• **Lesetext**
"Als erstes erkennt man, dass die praktisch das Ziel anschauen und dann nehmen sie so eine schöne Position ein zum Schießen und dann lassen sie sich vielleicht so eine halbe Sekunde Zeit und dann spritzen sie los."
Das Ziel ist in diesem Fall die Nase von Stefan Schuster. Der Biologe steht im Keller des Instituts für Tierphysiologie an der Universität Bayreuth neben einem blauen Plastikbecken. Darin schwimmen gut ein Dutzend silber-grauer Schützenfische zwischen Steinen, Pflanzen und Plastikrohren im Kreis. Immer wieder gehen die Tiere in Schussposition und schicken einen kräftigen Wasserstrahl über den Beckenrand, sobald ein Zielobjekt in Reichweite gerät.
"Das ist eigentlich relativ klar, dass die sehr genau zielen können. Dass gut trainierte Fische einfach präzise schießen in einer Entfernung bis zu einem Meter. Wenn man es darauf anlegen würde, wahrscheinlich viel weiter."

• **Arbeitsauftrag 1**
Wo steht Stefan Schuster laut dem Lesetext neben dem blauen Plastikbecken?
• **Arbeitsauftrag 2**
Gib aus dem Lesetext den Abschnitt wortgetreu aus, der mit „Das Ziel ist“ beginnt und sich bis einschließlich „in Reichweite gerät.“ erstreckt.

• **Datenteil**
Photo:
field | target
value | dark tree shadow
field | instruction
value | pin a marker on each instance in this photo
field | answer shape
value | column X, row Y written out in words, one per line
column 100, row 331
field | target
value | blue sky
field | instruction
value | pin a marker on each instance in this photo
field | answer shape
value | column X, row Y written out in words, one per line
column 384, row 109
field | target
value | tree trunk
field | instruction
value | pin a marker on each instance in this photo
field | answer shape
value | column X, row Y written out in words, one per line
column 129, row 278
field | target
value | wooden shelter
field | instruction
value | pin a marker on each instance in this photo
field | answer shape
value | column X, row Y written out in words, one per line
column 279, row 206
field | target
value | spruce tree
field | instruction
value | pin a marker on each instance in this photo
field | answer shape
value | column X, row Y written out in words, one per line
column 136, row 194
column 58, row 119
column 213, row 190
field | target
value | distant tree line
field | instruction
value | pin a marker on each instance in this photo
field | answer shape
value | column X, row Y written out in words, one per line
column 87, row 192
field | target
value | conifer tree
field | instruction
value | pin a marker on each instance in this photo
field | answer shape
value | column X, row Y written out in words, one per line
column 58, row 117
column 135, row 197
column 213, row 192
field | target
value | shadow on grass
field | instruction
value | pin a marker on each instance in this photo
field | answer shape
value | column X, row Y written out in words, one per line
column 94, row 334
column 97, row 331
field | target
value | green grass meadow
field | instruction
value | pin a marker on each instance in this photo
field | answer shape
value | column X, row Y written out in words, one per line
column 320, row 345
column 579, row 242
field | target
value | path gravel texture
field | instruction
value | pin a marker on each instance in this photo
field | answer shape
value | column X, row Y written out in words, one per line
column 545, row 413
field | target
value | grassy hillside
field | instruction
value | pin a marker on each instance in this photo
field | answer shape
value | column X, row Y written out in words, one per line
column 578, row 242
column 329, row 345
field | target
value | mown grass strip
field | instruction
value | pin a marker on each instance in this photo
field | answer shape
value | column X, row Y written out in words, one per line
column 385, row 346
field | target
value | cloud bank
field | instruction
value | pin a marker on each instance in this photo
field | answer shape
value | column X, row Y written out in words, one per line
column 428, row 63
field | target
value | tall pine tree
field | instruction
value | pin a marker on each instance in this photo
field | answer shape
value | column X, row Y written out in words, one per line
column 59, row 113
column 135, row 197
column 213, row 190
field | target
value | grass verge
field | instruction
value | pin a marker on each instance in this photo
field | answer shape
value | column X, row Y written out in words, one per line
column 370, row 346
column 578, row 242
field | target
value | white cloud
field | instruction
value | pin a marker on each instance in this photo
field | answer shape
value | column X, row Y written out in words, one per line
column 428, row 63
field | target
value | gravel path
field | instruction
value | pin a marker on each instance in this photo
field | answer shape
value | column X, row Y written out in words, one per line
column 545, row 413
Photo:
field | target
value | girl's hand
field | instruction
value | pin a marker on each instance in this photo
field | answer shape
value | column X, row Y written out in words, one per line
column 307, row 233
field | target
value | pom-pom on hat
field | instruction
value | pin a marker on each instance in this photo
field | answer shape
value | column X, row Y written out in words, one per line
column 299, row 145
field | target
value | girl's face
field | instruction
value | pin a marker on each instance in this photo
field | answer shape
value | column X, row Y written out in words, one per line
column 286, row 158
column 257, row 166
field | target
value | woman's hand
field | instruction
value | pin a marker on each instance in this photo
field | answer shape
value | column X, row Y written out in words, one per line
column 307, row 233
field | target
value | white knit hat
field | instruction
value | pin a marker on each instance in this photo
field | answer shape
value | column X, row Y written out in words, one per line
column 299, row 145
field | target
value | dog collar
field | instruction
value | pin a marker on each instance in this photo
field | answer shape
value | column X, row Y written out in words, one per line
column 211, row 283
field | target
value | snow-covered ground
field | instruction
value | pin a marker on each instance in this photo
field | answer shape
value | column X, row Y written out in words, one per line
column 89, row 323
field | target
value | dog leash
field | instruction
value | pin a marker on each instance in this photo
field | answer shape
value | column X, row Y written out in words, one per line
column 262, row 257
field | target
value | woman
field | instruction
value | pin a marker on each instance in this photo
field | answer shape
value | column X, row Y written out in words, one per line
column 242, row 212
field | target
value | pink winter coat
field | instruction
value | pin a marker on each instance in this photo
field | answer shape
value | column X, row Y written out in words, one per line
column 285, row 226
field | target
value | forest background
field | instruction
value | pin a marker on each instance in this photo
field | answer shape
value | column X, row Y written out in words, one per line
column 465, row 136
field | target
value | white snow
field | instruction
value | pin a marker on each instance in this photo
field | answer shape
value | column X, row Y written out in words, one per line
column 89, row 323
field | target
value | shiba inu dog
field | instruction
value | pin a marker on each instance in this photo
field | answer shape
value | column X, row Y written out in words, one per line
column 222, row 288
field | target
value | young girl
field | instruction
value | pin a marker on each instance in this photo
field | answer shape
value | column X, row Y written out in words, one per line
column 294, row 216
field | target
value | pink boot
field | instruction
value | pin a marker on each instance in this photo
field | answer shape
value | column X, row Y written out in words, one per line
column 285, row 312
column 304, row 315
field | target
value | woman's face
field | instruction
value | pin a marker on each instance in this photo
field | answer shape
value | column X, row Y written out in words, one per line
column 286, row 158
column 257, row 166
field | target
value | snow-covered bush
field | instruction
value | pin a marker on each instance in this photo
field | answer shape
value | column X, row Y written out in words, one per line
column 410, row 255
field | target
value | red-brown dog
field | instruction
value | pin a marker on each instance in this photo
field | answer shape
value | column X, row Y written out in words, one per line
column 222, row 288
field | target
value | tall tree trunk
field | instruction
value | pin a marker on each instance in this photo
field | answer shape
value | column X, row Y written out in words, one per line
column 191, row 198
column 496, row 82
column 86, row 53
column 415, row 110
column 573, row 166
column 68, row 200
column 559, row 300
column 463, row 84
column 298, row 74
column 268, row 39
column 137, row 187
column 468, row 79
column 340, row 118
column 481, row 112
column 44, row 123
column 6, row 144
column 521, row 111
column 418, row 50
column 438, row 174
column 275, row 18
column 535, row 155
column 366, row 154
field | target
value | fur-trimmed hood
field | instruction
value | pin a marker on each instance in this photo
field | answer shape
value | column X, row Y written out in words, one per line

• **Schriftliche Antwort 1**
Im Keller des Instituts für Tierphysiologie an der Universität Bayreuth.

• **Schriftliche Antwort 2**
Das Ziel ist in diesem Fall die Nase von Stefan Schuster. Der Biologe steht im Keller des Instituts für Tierphysiologie an der Universität Bayreuth neben einem blauen Plastikbecken. Darin schwimmen gut ein Dutzend silber-grauer Schützenfische zwischen Steinen, Pflanzen und Plastikrohren im Kreis. Immer wieder gehen die Tiere in Schussposition und schicken einen kräftigen Wasserstrahl über den Beckenrand, sobald ein Zielobjekt in Reichweite gerät.